[Coordinate annotation records]
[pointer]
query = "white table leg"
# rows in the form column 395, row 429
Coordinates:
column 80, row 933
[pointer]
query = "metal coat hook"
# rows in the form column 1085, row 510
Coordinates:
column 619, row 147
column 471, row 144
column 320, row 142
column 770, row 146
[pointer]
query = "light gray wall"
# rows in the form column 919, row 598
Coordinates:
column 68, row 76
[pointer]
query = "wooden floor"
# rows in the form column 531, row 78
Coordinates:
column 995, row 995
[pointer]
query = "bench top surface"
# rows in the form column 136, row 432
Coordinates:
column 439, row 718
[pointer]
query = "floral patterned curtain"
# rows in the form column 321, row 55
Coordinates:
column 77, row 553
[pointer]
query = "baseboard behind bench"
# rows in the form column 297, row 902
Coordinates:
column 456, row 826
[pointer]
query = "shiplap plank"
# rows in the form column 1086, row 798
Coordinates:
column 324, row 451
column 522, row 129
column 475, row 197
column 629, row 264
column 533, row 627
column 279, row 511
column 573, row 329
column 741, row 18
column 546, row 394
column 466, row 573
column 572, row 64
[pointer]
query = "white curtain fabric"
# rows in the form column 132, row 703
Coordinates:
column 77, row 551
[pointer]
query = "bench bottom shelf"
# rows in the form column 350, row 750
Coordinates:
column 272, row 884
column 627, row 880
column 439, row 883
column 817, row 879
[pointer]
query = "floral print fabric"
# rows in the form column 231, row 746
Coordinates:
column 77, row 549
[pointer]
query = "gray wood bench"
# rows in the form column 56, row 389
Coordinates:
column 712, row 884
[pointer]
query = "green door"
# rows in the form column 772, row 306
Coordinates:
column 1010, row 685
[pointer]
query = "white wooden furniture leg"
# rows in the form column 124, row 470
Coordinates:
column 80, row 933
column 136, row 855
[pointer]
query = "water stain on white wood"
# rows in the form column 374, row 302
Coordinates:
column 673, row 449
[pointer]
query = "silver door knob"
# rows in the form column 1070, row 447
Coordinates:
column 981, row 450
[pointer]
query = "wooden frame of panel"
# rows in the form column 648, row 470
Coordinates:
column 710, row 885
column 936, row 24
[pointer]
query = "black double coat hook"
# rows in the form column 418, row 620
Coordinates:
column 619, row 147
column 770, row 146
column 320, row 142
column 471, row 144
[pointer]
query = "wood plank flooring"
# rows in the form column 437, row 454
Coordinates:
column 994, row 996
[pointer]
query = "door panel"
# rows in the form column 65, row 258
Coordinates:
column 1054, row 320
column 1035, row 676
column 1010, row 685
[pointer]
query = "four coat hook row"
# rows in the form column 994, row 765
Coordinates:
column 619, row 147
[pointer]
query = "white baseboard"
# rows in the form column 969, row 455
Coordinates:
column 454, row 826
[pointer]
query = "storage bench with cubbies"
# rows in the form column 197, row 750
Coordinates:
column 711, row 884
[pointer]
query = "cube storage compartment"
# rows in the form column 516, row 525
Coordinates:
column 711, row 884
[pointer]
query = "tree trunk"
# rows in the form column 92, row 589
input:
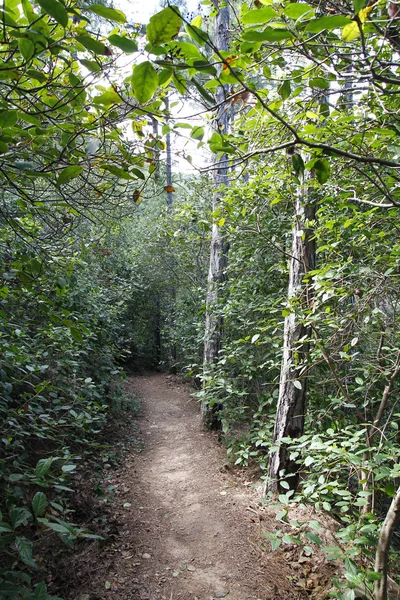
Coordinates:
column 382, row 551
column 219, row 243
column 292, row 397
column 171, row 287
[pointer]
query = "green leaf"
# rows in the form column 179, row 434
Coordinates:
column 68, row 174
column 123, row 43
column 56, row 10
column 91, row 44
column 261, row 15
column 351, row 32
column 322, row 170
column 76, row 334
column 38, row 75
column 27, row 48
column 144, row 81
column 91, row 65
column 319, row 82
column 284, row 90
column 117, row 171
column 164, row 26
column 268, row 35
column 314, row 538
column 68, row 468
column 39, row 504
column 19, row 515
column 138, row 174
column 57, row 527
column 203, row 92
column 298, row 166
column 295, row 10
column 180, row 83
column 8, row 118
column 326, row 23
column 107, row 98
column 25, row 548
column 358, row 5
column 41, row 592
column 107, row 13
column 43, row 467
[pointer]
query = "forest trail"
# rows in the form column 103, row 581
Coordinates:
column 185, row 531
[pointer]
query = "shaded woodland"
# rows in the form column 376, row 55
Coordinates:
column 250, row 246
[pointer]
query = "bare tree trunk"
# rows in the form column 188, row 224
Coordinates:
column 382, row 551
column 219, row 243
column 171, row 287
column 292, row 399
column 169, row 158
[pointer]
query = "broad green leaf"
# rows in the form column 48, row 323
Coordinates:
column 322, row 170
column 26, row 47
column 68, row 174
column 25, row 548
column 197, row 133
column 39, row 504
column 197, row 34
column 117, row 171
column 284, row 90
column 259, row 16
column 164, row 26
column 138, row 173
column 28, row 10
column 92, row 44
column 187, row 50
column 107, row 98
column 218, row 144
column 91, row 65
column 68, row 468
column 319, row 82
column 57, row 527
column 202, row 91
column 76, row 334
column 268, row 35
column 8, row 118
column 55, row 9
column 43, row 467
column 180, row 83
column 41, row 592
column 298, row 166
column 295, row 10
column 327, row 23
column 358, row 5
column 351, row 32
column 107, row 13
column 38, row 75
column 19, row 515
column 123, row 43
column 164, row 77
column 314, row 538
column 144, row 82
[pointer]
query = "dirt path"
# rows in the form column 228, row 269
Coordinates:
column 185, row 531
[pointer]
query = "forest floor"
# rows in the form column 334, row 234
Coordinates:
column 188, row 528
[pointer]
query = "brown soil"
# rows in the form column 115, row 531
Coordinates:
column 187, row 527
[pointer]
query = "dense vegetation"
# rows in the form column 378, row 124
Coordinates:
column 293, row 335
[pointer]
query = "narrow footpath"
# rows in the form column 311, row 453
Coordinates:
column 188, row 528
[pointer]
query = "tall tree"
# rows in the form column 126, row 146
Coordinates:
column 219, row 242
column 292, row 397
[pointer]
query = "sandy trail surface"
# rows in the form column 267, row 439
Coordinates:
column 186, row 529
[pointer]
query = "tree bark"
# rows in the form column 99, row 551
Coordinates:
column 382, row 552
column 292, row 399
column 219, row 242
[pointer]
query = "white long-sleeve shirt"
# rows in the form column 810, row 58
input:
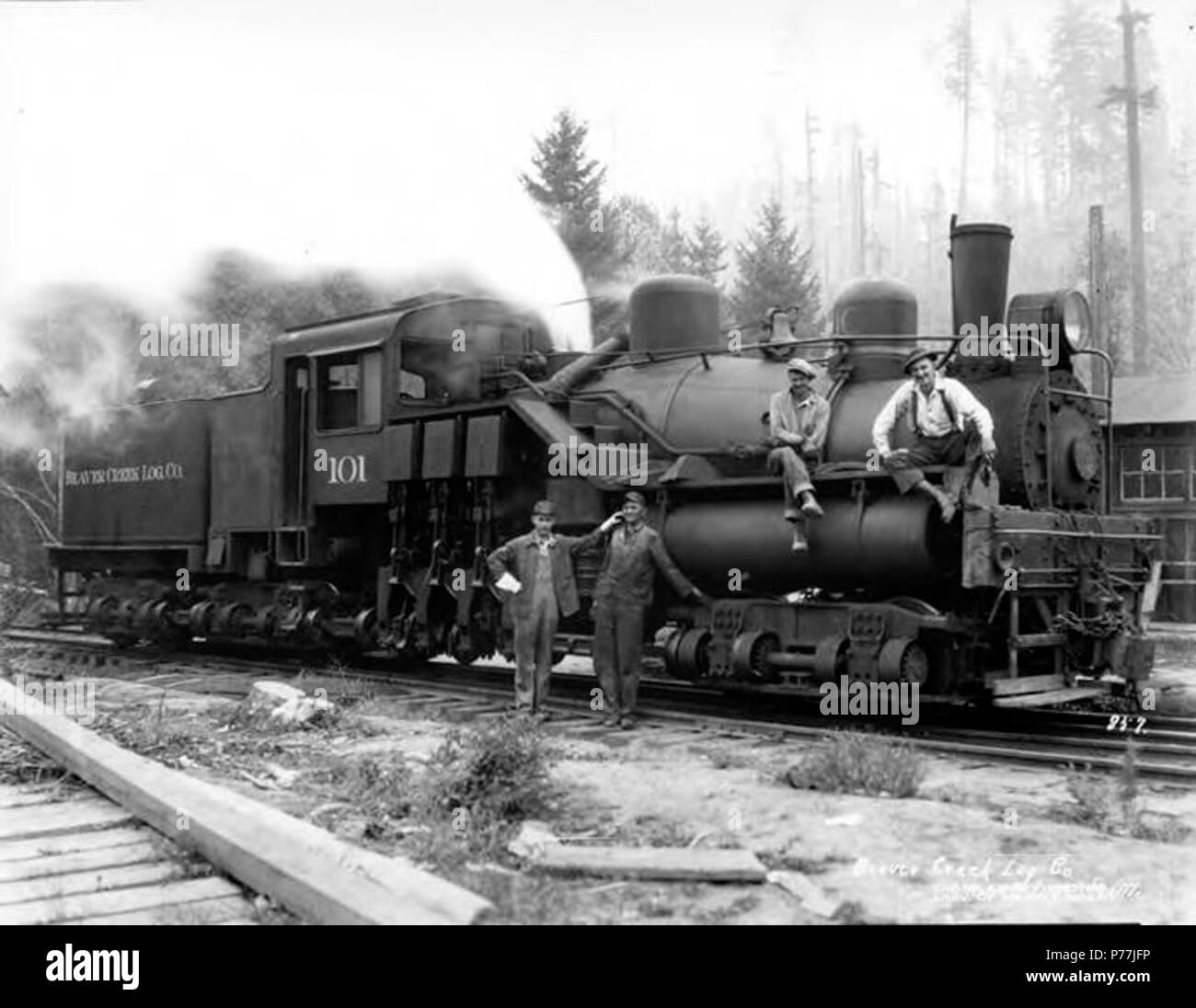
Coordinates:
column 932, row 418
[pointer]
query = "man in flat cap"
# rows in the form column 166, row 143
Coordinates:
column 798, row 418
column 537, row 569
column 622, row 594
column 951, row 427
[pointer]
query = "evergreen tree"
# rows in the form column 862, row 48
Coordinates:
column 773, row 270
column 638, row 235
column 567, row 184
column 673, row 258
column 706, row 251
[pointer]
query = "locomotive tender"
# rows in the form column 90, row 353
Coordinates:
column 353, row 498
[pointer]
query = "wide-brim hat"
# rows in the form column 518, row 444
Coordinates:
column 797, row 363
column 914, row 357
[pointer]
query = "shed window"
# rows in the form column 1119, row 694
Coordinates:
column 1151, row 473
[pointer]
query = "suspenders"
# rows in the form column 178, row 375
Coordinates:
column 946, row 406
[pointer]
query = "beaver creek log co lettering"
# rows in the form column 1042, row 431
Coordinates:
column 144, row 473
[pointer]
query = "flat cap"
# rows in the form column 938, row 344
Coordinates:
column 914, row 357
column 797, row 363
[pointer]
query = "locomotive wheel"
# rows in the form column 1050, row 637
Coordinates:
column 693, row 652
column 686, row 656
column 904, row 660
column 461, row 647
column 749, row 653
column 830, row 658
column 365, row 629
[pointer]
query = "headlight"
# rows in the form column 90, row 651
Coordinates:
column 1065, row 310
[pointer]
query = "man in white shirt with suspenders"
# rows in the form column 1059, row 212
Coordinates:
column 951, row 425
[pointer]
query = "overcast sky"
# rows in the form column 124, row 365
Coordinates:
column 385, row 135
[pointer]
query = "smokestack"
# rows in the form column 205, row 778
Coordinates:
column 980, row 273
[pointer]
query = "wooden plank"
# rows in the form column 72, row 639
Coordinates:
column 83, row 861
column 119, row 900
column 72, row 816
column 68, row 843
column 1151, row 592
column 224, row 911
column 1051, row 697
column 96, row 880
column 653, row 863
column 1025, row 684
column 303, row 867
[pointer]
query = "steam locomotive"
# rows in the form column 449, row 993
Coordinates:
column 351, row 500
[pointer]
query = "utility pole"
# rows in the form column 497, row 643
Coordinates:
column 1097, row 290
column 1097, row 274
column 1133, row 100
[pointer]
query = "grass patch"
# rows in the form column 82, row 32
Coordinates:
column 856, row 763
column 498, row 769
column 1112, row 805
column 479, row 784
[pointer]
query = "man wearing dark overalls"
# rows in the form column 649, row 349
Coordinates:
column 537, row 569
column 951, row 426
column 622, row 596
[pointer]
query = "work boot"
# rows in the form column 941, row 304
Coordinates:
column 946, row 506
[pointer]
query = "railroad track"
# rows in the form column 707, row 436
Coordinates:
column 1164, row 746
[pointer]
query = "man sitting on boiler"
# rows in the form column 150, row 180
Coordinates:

▶ [YOUR INSTRUCTIONS]:
Recast the rows from the beginning through the line containing "column 439, row 718" as a JSON list of strings, one string per line, with blank lines omitted.

▶ [EXERCISE SOLUTION]:
[
  "[pointer]",
  "query = \"white table leg\"",
  "# rows in the form column 395, row 429",
  "Coordinates:",
  "column 80, row 933",
  "[pointer]",
  "query = \"metal coat hook\"",
  "# rows in the form column 1085, row 510",
  "Coordinates:",
  "column 619, row 147",
  "column 471, row 144",
  "column 320, row 142",
  "column 770, row 146",
  "[pointer]",
  "query = \"light gray wall\"",
  "# rows in the form column 919, row 598",
  "Coordinates:",
  "column 68, row 76",
  "[pointer]",
  "query = \"wooden floor\"",
  "# rows in the form column 531, row 78",
  "Coordinates:",
  "column 995, row 995",
  "[pointer]",
  "query = \"bench top surface\"",
  "# rows in the form column 136, row 432",
  "Coordinates:",
  "column 439, row 718"
]